> DO THIS
Copy out every line of the records below in full, shifting each coordinate in the points by adding 16 to it.

> MATERIAL PROVIDED
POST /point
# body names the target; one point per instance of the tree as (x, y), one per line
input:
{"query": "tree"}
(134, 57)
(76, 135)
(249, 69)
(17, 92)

> CORRECT ANSWER
POST /point
# body names the target; one point per instance of the tree as (x, y), one per line
input:
{"query": "tree"}
(150, 73)
(92, 151)
(265, 85)
(33, 108)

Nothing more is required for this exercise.